══ Records to process

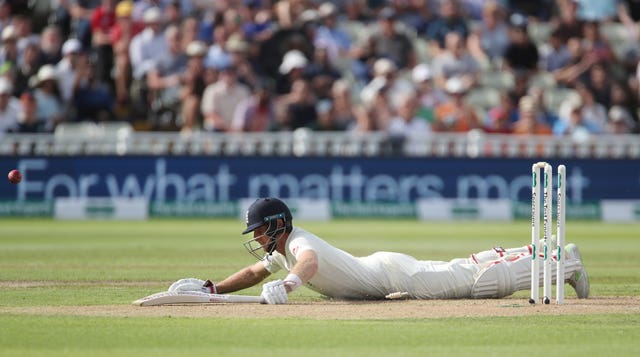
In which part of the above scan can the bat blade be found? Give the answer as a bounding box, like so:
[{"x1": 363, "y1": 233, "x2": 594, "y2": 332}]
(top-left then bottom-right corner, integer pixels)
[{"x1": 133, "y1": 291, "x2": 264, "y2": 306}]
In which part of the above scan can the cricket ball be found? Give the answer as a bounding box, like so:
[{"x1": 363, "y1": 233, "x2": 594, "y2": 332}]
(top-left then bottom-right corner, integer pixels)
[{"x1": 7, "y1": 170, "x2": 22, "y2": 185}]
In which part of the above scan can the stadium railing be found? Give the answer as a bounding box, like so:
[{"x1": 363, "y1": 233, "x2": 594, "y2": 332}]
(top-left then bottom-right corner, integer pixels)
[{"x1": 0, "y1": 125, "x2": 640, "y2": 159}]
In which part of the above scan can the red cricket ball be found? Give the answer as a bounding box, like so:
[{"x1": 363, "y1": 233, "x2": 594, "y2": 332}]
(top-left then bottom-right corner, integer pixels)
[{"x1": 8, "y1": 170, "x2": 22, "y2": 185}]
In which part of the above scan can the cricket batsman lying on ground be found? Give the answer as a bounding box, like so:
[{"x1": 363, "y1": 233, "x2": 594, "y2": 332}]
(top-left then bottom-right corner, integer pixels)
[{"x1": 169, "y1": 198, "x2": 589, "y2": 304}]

════

■ What to produce
Duplicate every line of the records above word for word, omitting the pictures.

■ The output
In which part of the above scan can the bat blade be found? Give the answer as a bounding box, like so:
[{"x1": 363, "y1": 233, "x2": 594, "y2": 332}]
(top-left then bottom-right corner, integer pixels)
[{"x1": 133, "y1": 291, "x2": 264, "y2": 306}]
In which part of the above scan can the cricket ball be found? Give the answer as a bounding box, like so:
[{"x1": 363, "y1": 233, "x2": 594, "y2": 332}]
(top-left then bottom-right corner, integer pixels)
[{"x1": 7, "y1": 170, "x2": 22, "y2": 185}]
In which part of the above scan can the stadium railing be found? Give the answer as a bounding box, like so:
[{"x1": 363, "y1": 233, "x2": 594, "y2": 332}]
(top-left then bottom-right corner, integer pixels)
[{"x1": 0, "y1": 125, "x2": 640, "y2": 159}]
In which part of the above scan can the red cricket ball be found? Give the answer as a bounding box, like so:
[{"x1": 363, "y1": 233, "x2": 594, "y2": 332}]
(top-left then bottom-right corner, integer pixels)
[{"x1": 8, "y1": 170, "x2": 22, "y2": 185}]
In which part of the above scan can the cricket batsman lying on ground be found? Give the answer as a bounding box, like so:
[{"x1": 363, "y1": 233, "x2": 594, "y2": 332}]
(top-left then bottom-right corner, integer pixels)
[{"x1": 169, "y1": 198, "x2": 589, "y2": 304}]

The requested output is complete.